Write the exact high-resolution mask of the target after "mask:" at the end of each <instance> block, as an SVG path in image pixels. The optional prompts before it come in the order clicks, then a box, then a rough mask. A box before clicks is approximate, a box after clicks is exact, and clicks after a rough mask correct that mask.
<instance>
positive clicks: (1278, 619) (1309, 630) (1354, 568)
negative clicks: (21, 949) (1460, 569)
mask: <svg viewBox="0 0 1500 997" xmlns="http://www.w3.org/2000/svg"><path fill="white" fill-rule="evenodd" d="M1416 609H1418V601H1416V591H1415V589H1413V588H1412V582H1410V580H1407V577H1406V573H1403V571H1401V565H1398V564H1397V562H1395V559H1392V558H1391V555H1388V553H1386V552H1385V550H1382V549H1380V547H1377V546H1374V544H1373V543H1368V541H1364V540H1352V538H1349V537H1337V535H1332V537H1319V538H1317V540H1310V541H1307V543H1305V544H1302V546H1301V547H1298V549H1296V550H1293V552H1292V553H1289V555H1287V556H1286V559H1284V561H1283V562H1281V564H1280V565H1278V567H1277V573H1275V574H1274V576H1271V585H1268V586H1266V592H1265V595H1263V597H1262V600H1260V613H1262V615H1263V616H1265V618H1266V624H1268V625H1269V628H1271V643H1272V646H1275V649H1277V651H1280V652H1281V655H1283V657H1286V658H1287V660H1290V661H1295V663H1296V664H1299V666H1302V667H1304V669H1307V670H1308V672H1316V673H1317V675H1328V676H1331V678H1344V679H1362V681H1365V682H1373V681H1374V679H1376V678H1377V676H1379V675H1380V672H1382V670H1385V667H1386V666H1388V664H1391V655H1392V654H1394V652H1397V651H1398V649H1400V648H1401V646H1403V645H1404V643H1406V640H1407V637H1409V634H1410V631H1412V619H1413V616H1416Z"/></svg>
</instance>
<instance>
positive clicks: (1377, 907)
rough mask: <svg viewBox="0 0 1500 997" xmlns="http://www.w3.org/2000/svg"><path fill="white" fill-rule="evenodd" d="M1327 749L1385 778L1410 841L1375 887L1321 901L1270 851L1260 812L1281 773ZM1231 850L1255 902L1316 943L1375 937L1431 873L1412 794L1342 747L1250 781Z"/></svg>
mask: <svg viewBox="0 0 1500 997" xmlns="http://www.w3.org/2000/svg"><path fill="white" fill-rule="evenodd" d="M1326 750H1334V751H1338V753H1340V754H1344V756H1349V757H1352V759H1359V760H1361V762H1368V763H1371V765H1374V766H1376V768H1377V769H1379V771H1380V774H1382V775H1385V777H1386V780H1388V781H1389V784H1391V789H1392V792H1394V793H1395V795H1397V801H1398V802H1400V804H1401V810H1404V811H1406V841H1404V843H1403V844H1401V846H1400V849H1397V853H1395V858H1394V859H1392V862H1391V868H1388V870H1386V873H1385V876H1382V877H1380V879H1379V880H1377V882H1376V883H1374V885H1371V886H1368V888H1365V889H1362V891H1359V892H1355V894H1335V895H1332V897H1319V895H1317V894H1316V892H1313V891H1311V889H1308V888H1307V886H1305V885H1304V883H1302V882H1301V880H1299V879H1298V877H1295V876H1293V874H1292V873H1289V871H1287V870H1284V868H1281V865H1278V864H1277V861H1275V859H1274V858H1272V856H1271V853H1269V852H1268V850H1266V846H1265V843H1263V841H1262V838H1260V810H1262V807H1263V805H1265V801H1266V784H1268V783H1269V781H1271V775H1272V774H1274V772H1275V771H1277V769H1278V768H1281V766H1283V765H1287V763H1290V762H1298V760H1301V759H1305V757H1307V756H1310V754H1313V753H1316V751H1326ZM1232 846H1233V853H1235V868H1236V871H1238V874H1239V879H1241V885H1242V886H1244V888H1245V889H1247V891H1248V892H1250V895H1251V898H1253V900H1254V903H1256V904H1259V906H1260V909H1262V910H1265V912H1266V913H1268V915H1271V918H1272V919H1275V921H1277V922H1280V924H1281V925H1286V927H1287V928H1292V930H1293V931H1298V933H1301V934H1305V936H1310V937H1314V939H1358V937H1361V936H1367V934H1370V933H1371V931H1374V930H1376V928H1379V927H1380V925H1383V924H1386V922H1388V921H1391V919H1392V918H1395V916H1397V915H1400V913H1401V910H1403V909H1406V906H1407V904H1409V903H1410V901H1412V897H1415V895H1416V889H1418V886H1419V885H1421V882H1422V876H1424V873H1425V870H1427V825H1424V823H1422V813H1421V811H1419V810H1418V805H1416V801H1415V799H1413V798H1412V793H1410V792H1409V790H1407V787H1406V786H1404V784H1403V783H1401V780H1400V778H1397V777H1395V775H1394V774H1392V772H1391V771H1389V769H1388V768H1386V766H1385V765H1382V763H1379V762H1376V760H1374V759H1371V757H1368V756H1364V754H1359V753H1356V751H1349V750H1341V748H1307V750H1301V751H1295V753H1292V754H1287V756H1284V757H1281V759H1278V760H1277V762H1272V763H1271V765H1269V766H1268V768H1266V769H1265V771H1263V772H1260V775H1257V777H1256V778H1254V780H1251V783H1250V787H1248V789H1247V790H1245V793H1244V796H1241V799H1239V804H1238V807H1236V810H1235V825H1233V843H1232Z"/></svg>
:::::
* **DIRECTIONS FOR THIS TASK**: An accurate, complete transcription of the records above is needed.

* **RESULT OF THIS TASK**:
Write the exact high-resolution mask of the target after "mask:" at the end of each <instance> block, as an SVG path in image pixels. The optional prompts before it come in the order clicks, then a box, then a rough mask. A box before clicks is approximate, a box after clicks is exact, and clicks after a rough mask correct that mask.
<instance>
positive clicks: (1278, 619) (1309, 630) (1354, 568)
negative clicks: (21, 949) (1460, 569)
mask: <svg viewBox="0 0 1500 997" xmlns="http://www.w3.org/2000/svg"><path fill="white" fill-rule="evenodd" d="M1416 609H1418V601H1416V591H1415V589H1413V588H1412V582H1410V580H1407V577H1406V573H1403V571H1401V565H1398V564H1397V562H1395V559H1392V558H1391V555H1388V553H1386V552H1385V550H1382V549H1380V547H1377V546H1374V544H1373V543H1368V541H1364V540H1352V538H1349V537H1337V535H1332V537H1319V538H1317V540H1310V541H1307V543H1305V544H1302V546H1301V547H1298V549H1296V550H1293V552H1292V553H1289V555H1287V556H1286V559H1284V561H1283V562H1281V564H1280V565H1278V567H1277V573H1275V574H1274V576H1271V585H1268V586H1266V592H1265V595H1263V597H1262V600H1260V613H1262V615H1263V616H1265V618H1266V624H1268V625H1269V628H1271V643H1272V646H1275V649H1277V651H1280V652H1281V655H1283V657H1286V658H1287V660H1290V661H1295V663H1296V664H1299V666H1302V667H1304V669H1307V670H1308V672H1316V673H1317V675H1328V676H1331V678H1344V679H1362V681H1365V682H1373V681H1374V679H1376V678H1377V676H1379V675H1380V672H1382V670H1385V667H1386V666H1388V664H1391V655H1392V654H1394V652H1397V651H1398V649H1400V648H1401V646H1403V645H1404V643H1406V640H1407V637H1409V634H1410V631H1412V619H1413V616H1416Z"/></svg>
</instance>
<instance>
positive clicks: (1377, 907)
rough mask: <svg viewBox="0 0 1500 997" xmlns="http://www.w3.org/2000/svg"><path fill="white" fill-rule="evenodd" d="M1327 749L1385 778L1410 841L1375 887L1321 901L1270 851L1260 812L1281 773ZM1231 850L1255 902L1316 943L1375 937L1431 873L1412 794L1342 747L1250 781Z"/></svg>
mask: <svg viewBox="0 0 1500 997" xmlns="http://www.w3.org/2000/svg"><path fill="white" fill-rule="evenodd" d="M1326 750H1334V751H1338V753H1340V754H1344V756H1349V757H1352V759H1359V760H1361V762H1368V763H1371V765H1374V766H1376V768H1377V769H1379V771H1380V774H1382V775H1385V777H1386V780H1388V781H1389V784H1391V789H1392V792H1394V793H1395V795H1397V801H1398V802H1400V804H1401V810H1404V811H1406V841H1404V843H1403V844H1401V846H1400V849H1397V853H1395V858H1394V859H1392V862H1391V868H1388V870H1386V873H1385V876H1382V877H1380V879H1379V880H1377V882H1376V883H1374V885H1371V886H1368V888H1365V889H1362V891H1359V892H1355V894H1335V895H1332V897H1319V895H1317V894H1316V892H1313V891H1311V889H1308V888H1307V886H1305V885H1304V883H1302V882H1301V880H1299V879H1298V877H1295V876H1293V874H1292V873H1289V871H1287V870H1284V868H1281V865H1278V864H1277V861H1275V859H1274V858H1272V856H1271V853H1269V852H1268V850H1266V846H1265V843H1263V841H1262V838H1260V810H1262V807H1263V805H1265V801H1266V784H1268V783H1269V781H1271V775H1272V774H1274V772H1275V771H1277V769H1278V768H1281V766H1283V765H1287V763H1290V762H1298V760H1301V759H1305V757H1307V756H1310V754H1313V753H1316V751H1326ZM1232 846H1233V853H1235V868H1236V871H1238V874H1239V879H1241V885H1242V886H1244V888H1245V889H1247V891H1248V892H1250V895H1251V898H1253V900H1254V903H1256V904H1259V906H1260V909H1262V910H1265V912H1266V913H1268V915H1271V918H1272V919H1275V921H1277V922H1280V924H1281V925H1286V927H1287V928H1292V930H1293V931H1298V933H1301V934H1305V936H1310V937H1314V939H1358V937H1361V936H1367V934H1370V933H1371V931H1374V930H1376V928H1379V927H1380V925H1383V924H1386V922H1388V921H1391V919H1392V918H1395V916H1397V915H1400V913H1401V910H1403V909H1406V906H1407V904H1409V903H1410V901H1412V897H1415V895H1416V889H1418V886H1419V885H1421V882H1422V876H1424V873H1425V870H1427V825H1424V823H1422V813H1421V811H1419V810H1418V805H1416V801H1415V799H1413V798H1412V793H1410V792H1409V790H1407V787H1406V786H1404V784H1403V783H1401V780H1400V778H1397V777H1395V775H1394V774H1392V772H1391V771H1389V769H1388V768H1386V766H1385V765H1382V763H1379V762H1376V760H1374V759H1371V757H1368V756H1364V754H1359V753H1356V751H1349V750H1341V748H1307V750H1301V751H1295V753H1292V754H1287V756H1284V757H1281V759H1278V760H1277V762H1272V763H1271V765H1269V766H1268V768H1266V769H1265V771H1263V772H1260V775H1257V777H1256V778H1254V780H1251V783H1250V787H1248V789H1247V790H1245V793H1244V796H1241V799H1239V804H1238V807H1236V810H1235V825H1233V843H1232Z"/></svg>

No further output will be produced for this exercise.